» **EXTRAIT DU TEXTE**:
──────────

Créons un groupe de travail
A ma grande honte, la création de la RGPP m’avait totalement échappé en 2007. Des déclarations gouvernementales récentes, à l’issue de la tenue du deuxième Conseil, comme quoi la réduction des dépenses publiques s’appuierait sur les travaux du CMPP, ont ressuscité mon attention défaillante. De grands mots comme « rigueur » ont fusé. Pour comprendre de quoi il s’agissait, je me suis tapé les 180 pages du premier rapport d’avancement. Le lecteur trouvera ici quelques notes et impressions de lecture disparates.
Résumons d’abord le projet. La « révision générale des politiques publiques » est une démarche interministérielle de rationalisation de l’Etat. Elle est décrite sur un site particulier, dont toutes les informations présentées ici sont extraites. Elle est pilotée par un Conseil de la modernisation des politiques publiques, présidé par le président de la République, et suivie par un Comité de suivi constitué d’une brochette de hauts fonctionnaires et singulièrement d’un représentant de la « société civile », M. Pébereau.

──────────

» **OBJECTIF DE L'EXERCICE**: Selon l'extrait sur la RGPP, qui préside le Conseil de la modernisation des politiques publiques ? Répondez en quelques mots, s'il vous plaît. Les données proviennent d'une autre source que l'extrait sur la RGPP.

» **SECTION DES DONNÉES**:
──────────

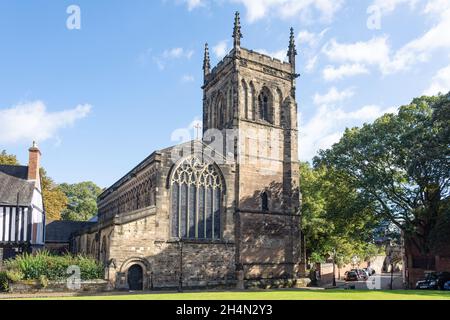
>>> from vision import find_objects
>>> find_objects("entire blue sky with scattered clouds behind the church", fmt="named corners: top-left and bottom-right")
top-left (0, 0), bottom-right (450, 187)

──────────

» **SOLUTION DU PROBLÈME**: Le président de la République.